WHAT YOU ARE ASKED TO DO:
Reproduce the listing below in full, substituting "text query" for every occurrence of "noun phrase" and leaving everything else unchanged. Omit the pictures from your answer.

Records from a point labeling set:
▼
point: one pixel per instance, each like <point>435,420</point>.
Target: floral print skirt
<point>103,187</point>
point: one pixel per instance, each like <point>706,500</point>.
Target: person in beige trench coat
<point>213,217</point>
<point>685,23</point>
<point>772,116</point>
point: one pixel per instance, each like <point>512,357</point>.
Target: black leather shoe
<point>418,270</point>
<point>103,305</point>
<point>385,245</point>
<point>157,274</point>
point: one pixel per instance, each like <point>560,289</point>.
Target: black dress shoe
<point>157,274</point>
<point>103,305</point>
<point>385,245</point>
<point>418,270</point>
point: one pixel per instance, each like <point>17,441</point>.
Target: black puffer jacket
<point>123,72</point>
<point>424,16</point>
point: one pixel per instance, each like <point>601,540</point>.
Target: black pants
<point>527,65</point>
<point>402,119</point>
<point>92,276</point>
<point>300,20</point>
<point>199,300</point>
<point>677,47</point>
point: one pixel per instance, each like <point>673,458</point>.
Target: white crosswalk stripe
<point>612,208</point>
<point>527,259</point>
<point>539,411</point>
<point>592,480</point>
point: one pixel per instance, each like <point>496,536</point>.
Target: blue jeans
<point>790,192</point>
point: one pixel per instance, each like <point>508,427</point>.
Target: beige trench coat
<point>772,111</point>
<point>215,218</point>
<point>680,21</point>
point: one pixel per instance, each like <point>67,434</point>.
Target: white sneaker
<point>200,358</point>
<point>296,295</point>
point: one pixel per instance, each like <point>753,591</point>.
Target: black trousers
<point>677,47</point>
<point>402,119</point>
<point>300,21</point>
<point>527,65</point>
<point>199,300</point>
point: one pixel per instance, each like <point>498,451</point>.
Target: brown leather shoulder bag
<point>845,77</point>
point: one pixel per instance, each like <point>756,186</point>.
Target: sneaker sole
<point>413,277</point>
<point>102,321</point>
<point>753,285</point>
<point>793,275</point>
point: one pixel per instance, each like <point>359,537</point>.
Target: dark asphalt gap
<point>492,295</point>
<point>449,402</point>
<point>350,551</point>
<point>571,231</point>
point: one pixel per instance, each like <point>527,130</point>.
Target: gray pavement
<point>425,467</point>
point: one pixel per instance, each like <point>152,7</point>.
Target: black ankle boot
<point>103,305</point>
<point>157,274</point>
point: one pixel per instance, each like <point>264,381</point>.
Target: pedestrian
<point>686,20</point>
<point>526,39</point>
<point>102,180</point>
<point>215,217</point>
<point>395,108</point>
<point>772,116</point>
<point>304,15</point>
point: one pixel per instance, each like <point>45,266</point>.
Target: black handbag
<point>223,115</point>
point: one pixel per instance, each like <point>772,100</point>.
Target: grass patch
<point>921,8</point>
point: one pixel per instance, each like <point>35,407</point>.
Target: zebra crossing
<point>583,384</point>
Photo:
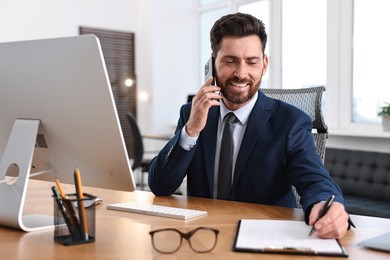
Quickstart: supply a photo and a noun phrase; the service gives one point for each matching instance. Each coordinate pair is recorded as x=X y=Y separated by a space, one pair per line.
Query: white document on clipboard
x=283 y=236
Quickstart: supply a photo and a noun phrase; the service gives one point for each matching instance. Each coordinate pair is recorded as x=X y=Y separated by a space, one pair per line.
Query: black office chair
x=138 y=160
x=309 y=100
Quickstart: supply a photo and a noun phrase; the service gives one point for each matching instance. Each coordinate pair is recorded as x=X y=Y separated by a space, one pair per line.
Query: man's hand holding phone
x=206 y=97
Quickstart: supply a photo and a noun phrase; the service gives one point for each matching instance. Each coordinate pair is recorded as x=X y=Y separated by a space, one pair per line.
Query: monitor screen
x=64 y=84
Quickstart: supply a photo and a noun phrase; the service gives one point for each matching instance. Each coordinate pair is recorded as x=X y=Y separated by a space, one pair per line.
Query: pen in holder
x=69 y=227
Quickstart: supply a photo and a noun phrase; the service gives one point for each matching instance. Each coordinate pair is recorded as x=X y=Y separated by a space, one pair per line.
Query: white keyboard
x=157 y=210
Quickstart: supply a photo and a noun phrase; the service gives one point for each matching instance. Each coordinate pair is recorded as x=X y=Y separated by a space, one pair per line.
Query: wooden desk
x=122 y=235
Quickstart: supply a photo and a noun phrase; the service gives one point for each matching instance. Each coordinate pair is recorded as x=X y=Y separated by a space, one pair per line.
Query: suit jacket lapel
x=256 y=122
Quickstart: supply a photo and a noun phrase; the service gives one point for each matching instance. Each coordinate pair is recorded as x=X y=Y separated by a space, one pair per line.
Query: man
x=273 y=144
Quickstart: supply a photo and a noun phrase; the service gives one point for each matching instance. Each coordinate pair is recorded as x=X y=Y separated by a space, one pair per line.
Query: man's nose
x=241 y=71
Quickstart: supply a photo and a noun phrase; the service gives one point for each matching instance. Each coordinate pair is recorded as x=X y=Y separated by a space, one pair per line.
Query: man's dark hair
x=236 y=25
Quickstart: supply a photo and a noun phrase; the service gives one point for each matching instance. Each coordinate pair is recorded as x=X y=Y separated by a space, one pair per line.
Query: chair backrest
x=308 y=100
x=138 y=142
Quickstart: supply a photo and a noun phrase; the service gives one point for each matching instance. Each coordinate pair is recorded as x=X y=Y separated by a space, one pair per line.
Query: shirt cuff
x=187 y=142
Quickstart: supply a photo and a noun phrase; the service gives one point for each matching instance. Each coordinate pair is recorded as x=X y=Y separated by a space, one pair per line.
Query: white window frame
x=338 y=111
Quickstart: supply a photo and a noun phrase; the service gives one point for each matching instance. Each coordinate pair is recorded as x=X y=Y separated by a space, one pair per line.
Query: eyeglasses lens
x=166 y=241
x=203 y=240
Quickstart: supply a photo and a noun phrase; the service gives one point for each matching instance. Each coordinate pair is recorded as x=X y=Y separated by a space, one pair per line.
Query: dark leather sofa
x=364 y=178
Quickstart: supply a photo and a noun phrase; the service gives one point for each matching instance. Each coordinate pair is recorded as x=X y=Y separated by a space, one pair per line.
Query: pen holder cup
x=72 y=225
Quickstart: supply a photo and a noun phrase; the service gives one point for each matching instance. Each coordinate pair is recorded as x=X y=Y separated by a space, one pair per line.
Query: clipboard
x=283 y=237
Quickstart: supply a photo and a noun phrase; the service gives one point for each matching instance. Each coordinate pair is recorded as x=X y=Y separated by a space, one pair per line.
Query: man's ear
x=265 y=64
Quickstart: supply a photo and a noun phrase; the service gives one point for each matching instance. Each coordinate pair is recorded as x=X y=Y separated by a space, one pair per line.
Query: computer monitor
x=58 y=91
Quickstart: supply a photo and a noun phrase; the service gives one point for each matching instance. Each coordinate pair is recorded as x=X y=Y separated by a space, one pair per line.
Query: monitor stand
▲
SOLUTION TO THE EXERCISE:
point: one pixel per instance, each like <point>435,420</point>.
Target: floral print skirt
<point>103,187</point>
point: one pixel per instance, each like <point>706,500</point>.
Target: person in beige trench coat
<point>213,217</point>
<point>685,23</point>
<point>772,116</point>
point: one pixel per instance, each like <point>512,357</point>.
Target: black leather shoe
<point>418,270</point>
<point>103,305</point>
<point>385,245</point>
<point>157,274</point>
point: one pixel per instance, each like <point>560,289</point>.
Target: black dress shoe
<point>157,274</point>
<point>103,305</point>
<point>385,245</point>
<point>418,270</point>
point: one pixel per instance, each like <point>17,441</point>.
Target: black puffer jacket
<point>123,72</point>
<point>424,16</point>
point: one pixel per instance, each like <point>601,540</point>.
Target: black pants
<point>527,65</point>
<point>402,119</point>
<point>92,276</point>
<point>300,20</point>
<point>199,300</point>
<point>677,47</point>
point: one pixel per instance, each like <point>673,458</point>.
Target: white crosswalk stripe
<point>612,208</point>
<point>527,259</point>
<point>539,411</point>
<point>592,480</point>
point: one pixel per instance, each like <point>496,536</point>.
Target: blue jeans
<point>790,192</point>
point: one pixel per instance, each like <point>508,427</point>.
Target: beige trench coat
<point>772,111</point>
<point>215,218</point>
<point>680,21</point>
point: one pixel per instance, each like <point>67,434</point>.
Target: white sneaker
<point>200,358</point>
<point>296,295</point>
point: one pixel per instance, each like <point>753,591</point>.
Target: black trousers
<point>677,47</point>
<point>402,119</point>
<point>300,21</point>
<point>527,65</point>
<point>199,300</point>
point: one pixel per instance, each like <point>498,451</point>.
Target: brown leather shoulder bag
<point>845,77</point>
point: one pixel per instance, each like <point>756,186</point>.
Target: sneaker sole
<point>413,277</point>
<point>102,321</point>
<point>753,285</point>
<point>793,275</point>
point: one pixel per instance, each like <point>359,537</point>.
Target: dark asphalt gap
<point>492,295</point>
<point>449,402</point>
<point>350,551</point>
<point>571,231</point>
point: one pixel per instance, each like <point>527,130</point>.
Target: gray pavement
<point>425,467</point>
point: one pixel per instance, each like <point>152,7</point>.
Target: black ankle boot
<point>103,305</point>
<point>157,274</point>
point: one pixel per instance, each like <point>264,381</point>.
Target: pedestrian
<point>686,20</point>
<point>526,39</point>
<point>102,180</point>
<point>215,217</point>
<point>395,108</point>
<point>772,116</point>
<point>304,15</point>
point: one pixel per instance, each like <point>45,266</point>.
Target: black handbag
<point>223,115</point>
point: one pixel per instance, each like <point>772,100</point>.
Target: grass patch
<point>921,8</point>
point: one pixel per instance, each like <point>35,407</point>.
Target: zebra crossing
<point>583,384</point>
Photo:
Quickstart: supply a photo and a text query; the service gives one point for each matching instance. Each coordinate pair is recorded as x=X y=Y separated by a space, one pair per line.
Query: white document on clipboard
x=283 y=236
Quickstart: supply a photo and a text query; the service gives one point for each matching instance. Each coordinate pair is recorded as x=X y=Y separated by a space, one pair per line.
Query: black office chair
x=138 y=160
x=309 y=100
Quickstart: supply a photo and a text query; the service gives one point for each matching instance. Each coordinate pair is recorded as x=X y=Y separated by a space, one pair per line.
Query: man's hand holding phone
x=206 y=97
Quickstart: supply a photo and a text query; the service gives one point for each matching instance. Each coordinate pair is recorded as x=X y=Y separated by a space, one pair per line.
Query: monitor screen
x=64 y=84
Quickstart: supply a photo and a text query; the service gives one point for each matching instance. Each coordinate pair is recorded as x=X y=Y separated by a space, one pair per line.
Query: pen in holder
x=69 y=227
Quickstart: supply a photo and a text query; the service gives one point for each matching instance. Each coordinate pair is recorded as x=X y=Y separated by a space, one pair per line.
Query: white keyboard
x=157 y=210
Quickstart: supply a photo and a text query; the service gives one point for each matching instance. Each coordinate pair is recorded as x=X y=Y separated by a space, one pair per line.
Query: wooden desk
x=122 y=235
Quickstart: supply a photo and a text query; the service gives one point for each matching instance. Each coordinate pair is recorded as x=X y=Y separated by a space, one pair per line.
Query: suit jacket lapel
x=256 y=122
Quickstart: supply a photo and a text query; the service gives one point for each matching instance. Each coordinate pair is recorded as x=X y=Y separated by a space, one pair per line.
Query: man
x=273 y=144
Quickstart: supply a photo and a text query; the service gives one point for each matching instance. Each coordinate pair is recorded as x=X y=Y separated by a space, one pair per line.
Query: man's nose
x=241 y=71
Quickstart: supply a photo and a text query; the service gives one point for each matching instance. Each coordinate pair is recorded as x=X y=Y separated by a space, one pair per line.
Query: man's dark hair
x=236 y=25
Quickstart: supply a photo and a text query; the service gives one point for each matching instance. Each coordinate pair is recorded as x=X y=Y separated by a space, one pair per line.
Query: chair backrest
x=308 y=100
x=138 y=142
Quickstart: supply a photo and a text query; the service gives one point for each matching instance. Each coordinate pair is recorded as x=X y=Y separated by a space, one pair per line.
Query: shirt cuff
x=187 y=142
Quickstart: supply a photo and a text query; the service gives one point for each matching instance. Each coordinate pair is recorded as x=X y=Y separated by a space, one pair per line.
Query: white window frame
x=338 y=111
Quickstart: supply a photo and a text query; the service gives one point for each matching instance. Each coordinate pair is recorded as x=X y=Y separated by a space, one pair per line.
Query: eyeglasses lens
x=166 y=241
x=203 y=240
Quickstart: supply a photo and a text query; the service gives one point for each matching instance. Each coordinate pair is recorded as x=X y=Y separated by a space, one pair per line.
Query: dark leather sofa
x=364 y=178
Quickstart: supply a photo and a text query; the service gives one point for each matching instance. Each coordinate pair is recorded as x=X y=Y separated by a space, one pair per line.
Query: pen holder cup
x=72 y=225
Quickstart: supply a photo and a text query; the service gives one point for each matching instance. Each coordinate pair is recorded as x=X y=Y separated by a space, one pair per line.
Query: clipboard
x=283 y=237
Quickstart: supply a photo and a text query; the service gives one point for each matching instance. Each coordinate pair is recorded as x=X y=Y separated by a space, one pair per line.
Query: man's ear
x=265 y=64
Quickstart: supply a photo and a text query; the service gives one point for each matching instance. Each coordinate pair is recorded as x=X y=Y separated by a space, one pair per line.
Query: computer monitor
x=58 y=91
Quickstart: supply a photo and a text query; the service gives one point for each matching instance. Each coordinate pair is recorded as x=X y=Y separated by a space, one pair per line.
Query: monitor stand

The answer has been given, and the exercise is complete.